* [SUPPLIED PASSAGE]:
::::::::::
Of course, there are good things in our education system. Enter most schools or colleges, and you will find many things to admire: skilled teachers, better performance at GCSE, higher participation after 16 and a doubling of higher education participation. But research shows that 3,000 schools are poor or failing. At 21, one in five people has trouble with maths, and one in seven has trouble reading.

Our international deficit is stark. At GCSE, the percentage getting grades A-C in maths, national language and one science in the UK is about half that in France and Germany. At A-level at 18 or 19, about 36 per cent get two A-levels or the equivalent compared to more than 60 per cent in Germany and France and 80 per cent in Japan.

While the old Left emphasised support for schools without sufficient pressure on them to succeed, and the new Right thought that the solution was pressure without support, we need both. Pressure means pupils, teachers, schools and LEAs setting targets for improvement; it means the publication of meaningful performance data, proper school inspection and teacher appraisal, rigorous pupil assessment, and intervention when schools are failing.

To question the performance of a few teachers is not to attack the whole profession: if we are honest about the minority who are not performing well, we can talk more proudly of the good job done by the vast majority. Meanwhile, support means not just proper funding, but valued teachers, professional development, extra-curricular activity, follow-through from inspections, parental and community involvement and national leadership. All are vital.

We need to start with primary education, for a long time a poor relation in the education system. In fact it is the foundation of a successful system. We must help every child tie down the basics, which is why the end of Department for Education support for the Reading Recovery scheme, a pioneering programme that held out the hope of a literacy guarantee to seven-year-olds, is so detrimental.

But we also need to promote faster and further learning. “Baseline” assessment of five-year-olds is being pioneered in a number of LEAs, taking an initial view of strengths and weaknesses and shaping teaching accordingly. It is time for the development of national guidelines for this sort of work.
::::::::::
* [RECORDS SUPPLIED]:
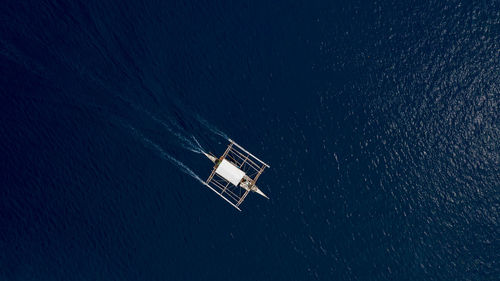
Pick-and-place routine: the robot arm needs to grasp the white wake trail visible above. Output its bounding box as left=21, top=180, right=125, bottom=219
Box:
left=128, top=125, right=205, bottom=184
left=145, top=110, right=205, bottom=154
left=196, top=114, right=229, bottom=140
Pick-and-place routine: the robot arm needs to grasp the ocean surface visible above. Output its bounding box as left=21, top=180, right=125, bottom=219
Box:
left=0, top=0, right=500, bottom=281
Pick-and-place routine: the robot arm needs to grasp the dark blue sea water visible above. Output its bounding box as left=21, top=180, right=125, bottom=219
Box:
left=0, top=0, right=500, bottom=281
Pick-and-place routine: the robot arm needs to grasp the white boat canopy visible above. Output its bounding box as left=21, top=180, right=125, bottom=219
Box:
left=204, top=140, right=269, bottom=211
left=215, top=159, right=245, bottom=186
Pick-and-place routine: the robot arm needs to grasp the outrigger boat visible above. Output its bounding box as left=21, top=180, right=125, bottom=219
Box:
left=203, top=139, right=270, bottom=211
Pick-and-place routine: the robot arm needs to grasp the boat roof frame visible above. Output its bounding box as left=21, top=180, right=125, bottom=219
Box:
left=205, top=139, right=270, bottom=211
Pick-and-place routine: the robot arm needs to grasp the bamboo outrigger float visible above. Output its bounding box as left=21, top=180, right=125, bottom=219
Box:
left=203, top=139, right=270, bottom=211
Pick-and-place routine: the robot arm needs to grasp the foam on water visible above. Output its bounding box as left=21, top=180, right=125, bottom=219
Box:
left=127, top=125, right=205, bottom=184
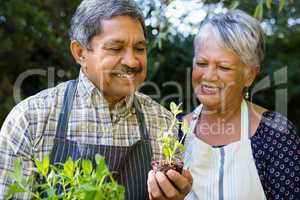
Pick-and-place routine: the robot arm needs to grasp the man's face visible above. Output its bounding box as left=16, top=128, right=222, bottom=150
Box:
left=83, top=16, right=147, bottom=103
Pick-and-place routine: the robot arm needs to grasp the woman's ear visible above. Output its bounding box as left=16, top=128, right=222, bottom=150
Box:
left=70, top=40, right=84, bottom=66
left=244, top=65, right=260, bottom=87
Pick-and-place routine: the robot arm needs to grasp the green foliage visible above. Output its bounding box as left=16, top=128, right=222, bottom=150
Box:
left=160, top=102, right=189, bottom=165
left=5, top=154, right=125, bottom=200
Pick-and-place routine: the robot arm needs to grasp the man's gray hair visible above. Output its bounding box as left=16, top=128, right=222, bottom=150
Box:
left=69, top=0, right=146, bottom=49
left=194, top=10, right=265, bottom=68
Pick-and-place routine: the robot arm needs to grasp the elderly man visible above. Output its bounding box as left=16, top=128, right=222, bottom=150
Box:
left=0, top=0, right=192, bottom=200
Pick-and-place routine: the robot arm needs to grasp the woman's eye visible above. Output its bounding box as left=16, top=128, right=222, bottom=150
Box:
left=135, top=47, right=146, bottom=52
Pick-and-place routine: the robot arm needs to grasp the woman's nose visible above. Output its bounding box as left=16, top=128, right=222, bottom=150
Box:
left=203, top=65, right=218, bottom=81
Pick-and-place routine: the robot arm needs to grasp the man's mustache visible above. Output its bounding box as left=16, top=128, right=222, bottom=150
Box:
left=112, top=67, right=143, bottom=74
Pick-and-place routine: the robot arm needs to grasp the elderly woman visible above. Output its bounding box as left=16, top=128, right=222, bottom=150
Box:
left=185, top=11, right=300, bottom=200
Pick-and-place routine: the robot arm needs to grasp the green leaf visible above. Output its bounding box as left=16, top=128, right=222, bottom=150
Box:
left=42, top=155, right=50, bottom=176
left=5, top=183, right=25, bottom=199
left=95, top=154, right=109, bottom=180
left=229, top=1, right=240, bottom=10
left=34, top=159, right=43, bottom=174
left=82, top=160, right=93, bottom=175
left=170, top=101, right=177, bottom=114
left=64, top=158, right=74, bottom=178
left=181, top=121, right=189, bottom=135
left=266, top=0, right=272, bottom=10
left=278, top=0, right=285, bottom=13
left=254, top=3, right=264, bottom=20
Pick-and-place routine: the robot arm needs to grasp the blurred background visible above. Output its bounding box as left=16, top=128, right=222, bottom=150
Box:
left=0, top=0, right=300, bottom=134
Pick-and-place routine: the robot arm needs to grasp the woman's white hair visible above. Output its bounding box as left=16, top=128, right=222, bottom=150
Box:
left=194, top=10, right=265, bottom=68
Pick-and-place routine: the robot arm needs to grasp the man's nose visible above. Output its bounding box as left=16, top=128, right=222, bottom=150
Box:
left=121, top=49, right=139, bottom=67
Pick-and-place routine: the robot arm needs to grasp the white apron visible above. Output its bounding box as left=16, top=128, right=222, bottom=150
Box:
left=184, top=100, right=266, bottom=200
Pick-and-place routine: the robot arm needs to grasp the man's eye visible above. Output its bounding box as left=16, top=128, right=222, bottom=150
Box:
left=104, top=47, right=122, bottom=52
left=196, top=62, right=207, bottom=67
left=219, top=66, right=230, bottom=71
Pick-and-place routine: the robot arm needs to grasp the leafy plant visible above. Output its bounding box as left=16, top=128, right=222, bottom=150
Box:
left=160, top=102, right=189, bottom=165
left=5, top=154, right=125, bottom=200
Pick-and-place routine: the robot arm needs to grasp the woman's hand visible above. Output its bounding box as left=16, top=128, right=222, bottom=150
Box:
left=148, top=169, right=193, bottom=200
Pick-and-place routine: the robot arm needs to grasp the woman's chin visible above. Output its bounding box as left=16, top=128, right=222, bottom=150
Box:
left=197, top=95, right=221, bottom=109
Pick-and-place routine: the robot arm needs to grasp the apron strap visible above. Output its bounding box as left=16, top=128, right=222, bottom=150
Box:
left=133, top=97, right=149, bottom=140
left=55, top=79, right=78, bottom=139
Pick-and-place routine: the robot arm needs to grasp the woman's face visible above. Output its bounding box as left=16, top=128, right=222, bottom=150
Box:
left=192, top=33, right=256, bottom=110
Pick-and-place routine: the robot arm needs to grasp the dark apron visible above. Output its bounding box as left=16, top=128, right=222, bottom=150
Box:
left=51, top=80, right=152, bottom=200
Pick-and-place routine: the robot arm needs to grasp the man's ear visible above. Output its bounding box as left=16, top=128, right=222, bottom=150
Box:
left=244, top=64, right=260, bottom=87
left=70, top=40, right=84, bottom=65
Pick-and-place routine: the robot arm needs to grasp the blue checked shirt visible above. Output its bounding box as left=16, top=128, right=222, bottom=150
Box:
left=0, top=72, right=177, bottom=199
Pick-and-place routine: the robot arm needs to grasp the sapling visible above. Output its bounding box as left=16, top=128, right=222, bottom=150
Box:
left=152, top=102, right=189, bottom=173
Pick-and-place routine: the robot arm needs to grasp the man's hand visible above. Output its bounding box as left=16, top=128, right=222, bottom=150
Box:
left=148, top=169, right=193, bottom=200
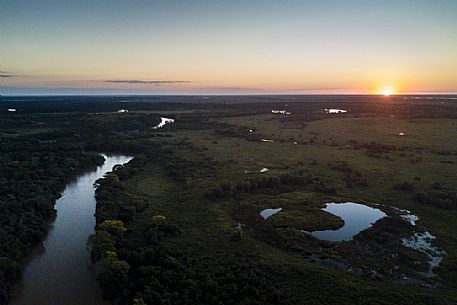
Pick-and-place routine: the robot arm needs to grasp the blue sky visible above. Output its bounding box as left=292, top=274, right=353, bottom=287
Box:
left=0, top=0, right=457, bottom=94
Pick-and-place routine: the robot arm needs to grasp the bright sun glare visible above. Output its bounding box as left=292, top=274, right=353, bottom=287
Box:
left=379, top=88, right=395, bottom=96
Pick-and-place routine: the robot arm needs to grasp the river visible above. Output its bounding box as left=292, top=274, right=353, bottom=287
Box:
left=11, top=155, right=132, bottom=305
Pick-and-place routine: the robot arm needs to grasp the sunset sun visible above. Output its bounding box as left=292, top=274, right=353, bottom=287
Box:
left=378, top=88, right=395, bottom=96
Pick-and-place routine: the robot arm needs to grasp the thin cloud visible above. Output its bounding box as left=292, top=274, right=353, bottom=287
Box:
left=0, top=71, right=16, bottom=78
left=105, top=79, right=191, bottom=85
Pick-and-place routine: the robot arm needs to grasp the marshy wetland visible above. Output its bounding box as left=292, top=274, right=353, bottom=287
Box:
left=0, top=96, right=457, bottom=305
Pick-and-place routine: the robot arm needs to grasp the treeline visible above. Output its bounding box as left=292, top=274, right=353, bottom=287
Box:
left=90, top=148, right=304, bottom=305
left=0, top=136, right=104, bottom=304
left=0, top=110, right=166, bottom=304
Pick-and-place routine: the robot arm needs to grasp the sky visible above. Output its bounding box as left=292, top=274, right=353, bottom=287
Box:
left=0, top=0, right=457, bottom=95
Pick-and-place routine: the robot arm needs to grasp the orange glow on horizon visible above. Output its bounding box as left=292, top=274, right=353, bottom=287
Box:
left=378, top=88, right=397, bottom=96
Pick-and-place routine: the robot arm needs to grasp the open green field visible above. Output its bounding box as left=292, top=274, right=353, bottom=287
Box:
left=83, top=98, right=457, bottom=304
left=2, top=100, right=457, bottom=305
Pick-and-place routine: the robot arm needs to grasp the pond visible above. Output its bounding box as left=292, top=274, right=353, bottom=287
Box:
left=260, top=208, right=282, bottom=220
left=311, top=202, right=387, bottom=241
left=152, top=117, right=175, bottom=129
left=11, top=155, right=132, bottom=305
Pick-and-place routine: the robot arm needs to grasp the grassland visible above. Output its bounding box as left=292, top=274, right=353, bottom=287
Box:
left=85, top=96, right=457, bottom=304
left=3, top=97, right=457, bottom=305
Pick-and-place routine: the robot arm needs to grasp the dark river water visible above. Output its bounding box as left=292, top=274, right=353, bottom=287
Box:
left=11, top=156, right=131, bottom=305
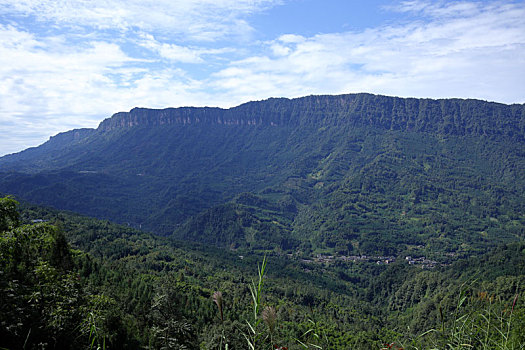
::::::::::
* [PROMPT A]:
Based on the passage on education standards, state whether each statement agrees with it. Answer yes or no for each, and quote the words that decide it.
(i) About 36 per cent get two A-levels or the equivalent, compared with 80 per cent in Japan.
(ii) The new Right favored support for schools without pressure.
(iii) Baseline assessment of five-year-olds is already in use in every LEA.
* [PROMPT B]: Translate this sentence from the passage on education standards into French: "We need to start with primary education, for a long time a poor relation in the education system."
* [PROMPT C]: Summarize the passage on education standards in three sentences.

* [FINAL RESULT A]:
(i) Yes: "about 36 per cent get two A-levels or the equivalent compared to more than 60 per cent in Germany and France and 80 per cent in Japan."
(ii) No: "the new Right thought that the solution was pressure without support"
(iii) No: "“Baseline” assessment of five-year-olds is being pioneered in a number of LEAs"

* [FINAL RESULT B]: Nous devons commencer par l'enseignement primaire, longtemps le parent pauvre du système éducatif.

* [FINAL RESULT C]: The education system has much to admire, but 3,000 schools are poor or failing, and the UK trails France and Germany at GCSE and those countries and Japan at A-level. Schools need both pressure, such as targets, inspection and intervention when they fail, and support, such as funding, valued teachers and professional development. Reform should start with primary education, helping every child master the basics and developing national guidelines for baseline assessment of five-year-olds.